╭─ GIVEN DATA

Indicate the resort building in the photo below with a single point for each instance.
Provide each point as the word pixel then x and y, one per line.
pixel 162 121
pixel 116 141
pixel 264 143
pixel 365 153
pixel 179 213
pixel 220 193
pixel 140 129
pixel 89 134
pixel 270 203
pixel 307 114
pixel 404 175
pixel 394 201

╰─

» TASK TO COMPLETE: Reproduce the listing above, substituting "hotel" for "resort building" and leaving everything else as it is.

» REPLY:
Indicate the hotel in the photo below with a single point for each instance.
Provide each point as the word pixel then x and y, one per line.
pixel 162 121
pixel 116 141
pixel 264 143
pixel 365 153
pixel 179 213
pixel 220 193
pixel 140 129
pixel 89 134
pixel 270 203
pixel 307 114
pixel 404 175
pixel 394 201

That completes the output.